Dataset records
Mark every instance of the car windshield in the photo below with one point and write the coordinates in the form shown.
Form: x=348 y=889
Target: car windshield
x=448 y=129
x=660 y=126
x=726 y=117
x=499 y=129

STATED GOAL: Write out every line of the material above again, requests included, and add -36 to each coordinate value in the answers. Leave the numbers in the requests and their sample formats unchanged.

ANSWER TO THE TASK:
Mark every instance of the car windshield in the photo below with one point and write the coordinates in the form shown.
Form: x=348 y=889
Target: car windshield
x=412 y=93
x=624 y=90
x=690 y=81
x=463 y=93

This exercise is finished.